>> Begin Data to process
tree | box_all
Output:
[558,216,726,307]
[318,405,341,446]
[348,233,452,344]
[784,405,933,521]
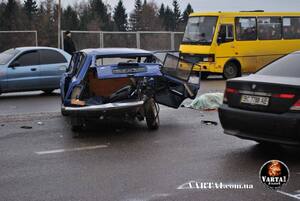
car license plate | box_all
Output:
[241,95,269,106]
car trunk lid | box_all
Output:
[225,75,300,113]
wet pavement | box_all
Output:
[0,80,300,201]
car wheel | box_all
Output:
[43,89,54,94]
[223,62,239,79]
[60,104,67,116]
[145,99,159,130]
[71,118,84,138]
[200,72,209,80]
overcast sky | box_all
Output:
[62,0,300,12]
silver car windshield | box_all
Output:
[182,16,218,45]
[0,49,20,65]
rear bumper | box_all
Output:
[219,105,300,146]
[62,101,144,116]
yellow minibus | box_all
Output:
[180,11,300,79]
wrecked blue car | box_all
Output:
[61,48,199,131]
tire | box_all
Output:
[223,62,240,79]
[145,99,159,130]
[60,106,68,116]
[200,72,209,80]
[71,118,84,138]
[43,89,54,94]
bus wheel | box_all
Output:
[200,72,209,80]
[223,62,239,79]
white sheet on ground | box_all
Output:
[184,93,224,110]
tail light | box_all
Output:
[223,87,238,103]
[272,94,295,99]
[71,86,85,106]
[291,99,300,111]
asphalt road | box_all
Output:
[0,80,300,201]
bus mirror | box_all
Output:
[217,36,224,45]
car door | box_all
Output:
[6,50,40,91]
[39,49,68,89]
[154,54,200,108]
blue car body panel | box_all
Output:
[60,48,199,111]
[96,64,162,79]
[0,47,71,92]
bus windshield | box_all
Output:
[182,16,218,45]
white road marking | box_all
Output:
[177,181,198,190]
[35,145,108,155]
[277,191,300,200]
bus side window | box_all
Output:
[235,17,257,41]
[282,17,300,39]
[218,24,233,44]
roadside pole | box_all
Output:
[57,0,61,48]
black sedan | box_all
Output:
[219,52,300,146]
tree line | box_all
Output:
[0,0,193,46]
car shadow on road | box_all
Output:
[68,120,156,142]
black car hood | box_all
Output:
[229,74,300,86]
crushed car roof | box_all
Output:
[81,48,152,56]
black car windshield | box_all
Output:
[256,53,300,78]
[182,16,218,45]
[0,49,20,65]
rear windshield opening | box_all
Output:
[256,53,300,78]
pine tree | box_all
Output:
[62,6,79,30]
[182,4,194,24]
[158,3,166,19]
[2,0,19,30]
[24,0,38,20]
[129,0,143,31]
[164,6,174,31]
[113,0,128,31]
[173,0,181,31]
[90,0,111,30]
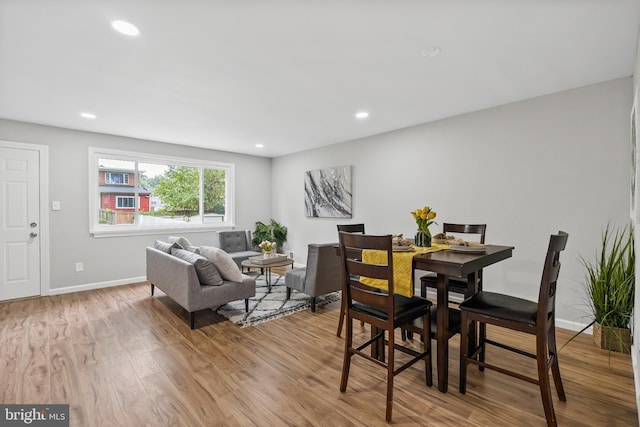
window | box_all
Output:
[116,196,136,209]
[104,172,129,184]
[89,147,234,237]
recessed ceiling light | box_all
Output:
>> End Data to process
* **Task objective**: Express all the lines above as a JSON list of strings, one string per line, skipping blank lines. Leave the pictures out.

* **Solution for this exercise**:
[
  "tree | box_all",
  "Output:",
  "[558,216,726,307]",
  "[318,405,341,446]",
  "[348,233,452,344]",
  "[784,405,933,521]",
  "car license plate | box_all",
  "Output:",
  "[241,95,269,106]",
  "car trunk lid | box_all",
  "Output:",
  "[225,75,300,113]",
  "wet pavement | box_all",
  "Output:",
  "[0,80,300,201]",
  "car wheel | box_all",
  "Output:",
  "[43,89,54,94]",
  "[223,62,239,79]",
  "[60,104,67,116]",
  "[145,99,159,130]",
  "[71,118,84,138]",
  "[200,72,209,80]",
  "overcast sky | box_all",
  "Output:",
  "[62,0,300,12]",
  "silver car windshield | box_all",
  "Output:",
  "[182,16,218,45]",
  "[0,49,20,65]",
  "rear bumper | box_all",
  "Output:",
  "[219,105,300,146]",
  "[62,101,144,116]",
  "yellow minibus | box_all",
  "Output:",
  "[180,11,300,79]",
  "wrecked blue car | box_all",
  "Output:",
  "[61,48,199,131]",
  "tire | box_all",
  "Output:",
  "[223,62,240,79]",
  "[145,99,159,130]",
  "[60,106,68,116]",
  "[200,72,209,80]",
  "[71,118,84,138]",
  "[43,89,54,94]",
  "bus wheel | box_all",
  "Output:",
  "[200,72,209,80]",
  "[223,62,239,79]",
  "white sheet on ground | box_all",
  "Output:",
  "[184,93,224,110]",
  "tail light | box_all",
  "Output:",
  "[223,87,238,103]",
  "[272,94,295,99]",
  "[71,86,85,106]",
  "[291,99,300,111]",
  "asphalt road | box_all",
  "Output:",
  "[0,80,300,201]",
  "bus mirror | box_all",
  "Output:",
  "[217,36,224,45]",
  "car door | box_all",
  "Output:",
  "[6,50,40,91]",
  "[39,49,68,89]",
  "[154,54,200,108]",
  "blue car body panel | box_all",
  "Output:",
  "[60,48,199,111]",
  "[96,64,162,79]",
  "[0,47,71,92]",
  "bus windshield | box_all",
  "Output:",
  "[182,16,218,45]",
  "white road marking | box_all",
  "Output:",
  "[177,181,198,190]",
  "[35,145,108,155]",
  "[277,191,300,200]",
  "bus side window | box_all",
  "Output:",
  "[235,17,257,41]",
  "[282,17,300,39]",
  "[218,24,233,44]",
  "roadside pole | box_all",
  "Output:",
  "[57,0,61,48]",
  "black sedan | box_all",
  "Output:",
  "[219,52,300,146]",
  "tree line | box_all",
  "Output:",
  "[0,0,193,46]",
  "car shadow on road | box_all",
  "Output:",
  "[68,120,156,142]",
  "black car hood | box_all",
  "Output:",
  "[229,74,300,86]",
  "crushed car roof | box_all",
  "Output:",
  "[81,48,152,56]",
  "black car windshield | box_all",
  "Output:",
  "[256,53,300,78]",
  "[182,16,218,45]",
  "[0,49,20,65]",
  "rear windshield opening | box_all",
  "Output:",
  "[256,53,300,78]",
  "pine tree | box_all",
  "Output:",
  "[62,6,79,30]",
  "[182,4,194,24]",
  "[158,3,166,19]",
  "[2,0,19,30]",
  "[24,0,38,20]",
  "[129,0,143,31]",
  "[164,6,174,31]",
  "[113,0,128,31]",
  "[173,0,181,31]",
  "[90,0,111,30]",
  "window | box_all",
  "Output:",
  "[116,196,136,209]",
  "[104,172,129,184]",
  "[89,147,234,237]",
  "recessed ceiling light | box_all",
  "Output:"
]